> Task prompt
Repeat the list of dated puns below word for word, keeping every joke and date in its original order.

When it comes to cheeses, demolition experts don't like cheddar—they prefer de brie.


12/29/08

The anal wand was invented by the ancient Ass Techs.


12/28/08

The biggest critics of the Roman Empire? The censurions.


12/27/08

VP candidate Sarah claims to know that the world was created 6,000 years ago—but most Palin-ontologists would disagree.


12/26/08

Microbes don't have names—they prize their nanomynity


12/25/08

The Inuit don't allow females on the hunt. Sadly, there is still a glass sealing.


12/24/08

Bedouin nomads are known for their rooflessness.


12/23/08

How do astronomers make discoveries? By cosmosis.


12/22/08

The old man who slept with three virgins celebrated his cherry-hat-trick.


12/21/08

People with bad handwriting are actually more intelligent. They tend to be very no legible.


12/20/08

The noisiest body of water is not a rushing rapid, but a plain old creek.

Dataset items:

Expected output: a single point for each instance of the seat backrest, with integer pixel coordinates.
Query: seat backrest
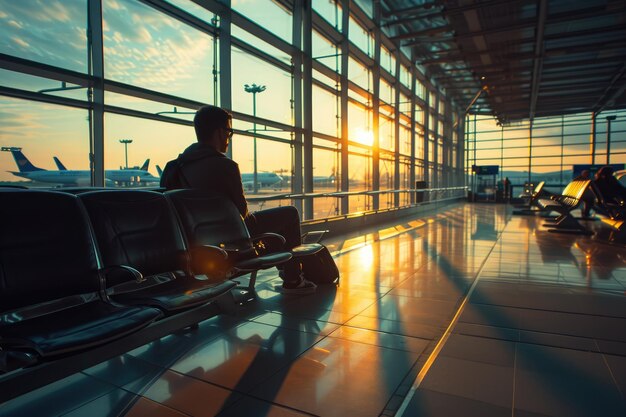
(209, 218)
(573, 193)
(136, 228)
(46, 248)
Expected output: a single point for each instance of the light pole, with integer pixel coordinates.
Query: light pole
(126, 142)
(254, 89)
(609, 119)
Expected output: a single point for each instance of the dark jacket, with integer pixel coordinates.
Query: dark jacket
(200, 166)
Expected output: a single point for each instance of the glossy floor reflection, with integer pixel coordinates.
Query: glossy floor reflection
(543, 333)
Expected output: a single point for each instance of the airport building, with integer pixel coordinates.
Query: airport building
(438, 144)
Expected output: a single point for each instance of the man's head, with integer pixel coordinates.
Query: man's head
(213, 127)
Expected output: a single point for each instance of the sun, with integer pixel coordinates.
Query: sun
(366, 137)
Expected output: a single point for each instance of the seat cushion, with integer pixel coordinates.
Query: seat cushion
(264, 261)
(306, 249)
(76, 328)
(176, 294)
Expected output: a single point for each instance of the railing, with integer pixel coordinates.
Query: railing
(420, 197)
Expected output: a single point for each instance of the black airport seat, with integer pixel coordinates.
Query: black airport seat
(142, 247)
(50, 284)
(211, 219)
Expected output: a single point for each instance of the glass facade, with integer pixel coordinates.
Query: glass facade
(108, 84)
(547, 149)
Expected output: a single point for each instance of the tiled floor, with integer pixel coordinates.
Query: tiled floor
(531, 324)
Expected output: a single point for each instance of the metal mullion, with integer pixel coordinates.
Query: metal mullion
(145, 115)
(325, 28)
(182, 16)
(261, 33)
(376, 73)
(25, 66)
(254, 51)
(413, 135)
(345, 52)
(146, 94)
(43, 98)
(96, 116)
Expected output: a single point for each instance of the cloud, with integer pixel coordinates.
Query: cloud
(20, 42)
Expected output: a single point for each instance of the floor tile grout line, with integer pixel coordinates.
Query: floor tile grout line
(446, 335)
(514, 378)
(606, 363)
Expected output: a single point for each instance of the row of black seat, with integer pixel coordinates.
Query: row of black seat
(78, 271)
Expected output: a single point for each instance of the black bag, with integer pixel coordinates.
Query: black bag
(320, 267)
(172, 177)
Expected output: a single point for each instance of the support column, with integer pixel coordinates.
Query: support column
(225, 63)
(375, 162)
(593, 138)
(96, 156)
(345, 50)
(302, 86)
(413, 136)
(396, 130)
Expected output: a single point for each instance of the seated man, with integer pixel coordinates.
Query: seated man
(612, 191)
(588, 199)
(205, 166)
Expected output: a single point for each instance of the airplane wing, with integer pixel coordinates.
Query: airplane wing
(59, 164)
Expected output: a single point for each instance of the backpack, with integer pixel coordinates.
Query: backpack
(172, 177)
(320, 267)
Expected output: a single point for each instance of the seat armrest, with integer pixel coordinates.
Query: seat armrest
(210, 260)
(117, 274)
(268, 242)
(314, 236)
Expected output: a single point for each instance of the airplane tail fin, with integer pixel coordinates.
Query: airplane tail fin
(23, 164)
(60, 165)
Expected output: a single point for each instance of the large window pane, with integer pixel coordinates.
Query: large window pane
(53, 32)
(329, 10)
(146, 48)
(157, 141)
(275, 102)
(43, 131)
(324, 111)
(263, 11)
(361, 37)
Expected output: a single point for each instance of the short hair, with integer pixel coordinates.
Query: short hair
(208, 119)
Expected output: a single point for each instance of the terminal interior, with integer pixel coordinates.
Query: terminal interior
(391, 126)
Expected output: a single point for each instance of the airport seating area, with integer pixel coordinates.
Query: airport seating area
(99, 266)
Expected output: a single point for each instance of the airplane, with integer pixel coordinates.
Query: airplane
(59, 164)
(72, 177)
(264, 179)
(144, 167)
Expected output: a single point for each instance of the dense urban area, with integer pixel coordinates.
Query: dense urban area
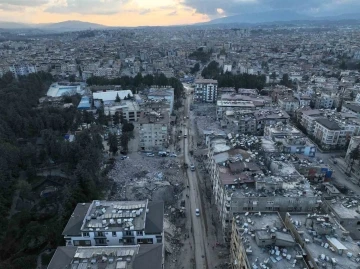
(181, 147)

> Answer in full
When it comes to cheeses, demolition experts don't like cheddar—they prefer de brie.


12/29/08

The anal wand was invented by the ancient Ass Techs.


12/28/08

The biggest critics of the Roman Empire? The censurions.


12/27/08

VP candidate Sarah claims to know that the world was created 6,000 years ago—but most Palin-ontologists would disagree.


12/26/08

Microbes don't have names—they prize their nanomynity


12/25/08

The Inuit don't allow females on the hunt. Sadly, there is still a glass sealing.


12/24/08

Bedouin nomads are known for their rooflessness.


12/23/08

How do astronomers make discoveries? By cosmosis.


12/22/08

The old man who slept with three virgins celebrated his cherry-hat-trick.


12/21/08

People with bad handwriting are actually more intelligent. They tend to be very no legible.


12/20/08

The noisiest body of water is not a rushing rapid, but a plain old creek.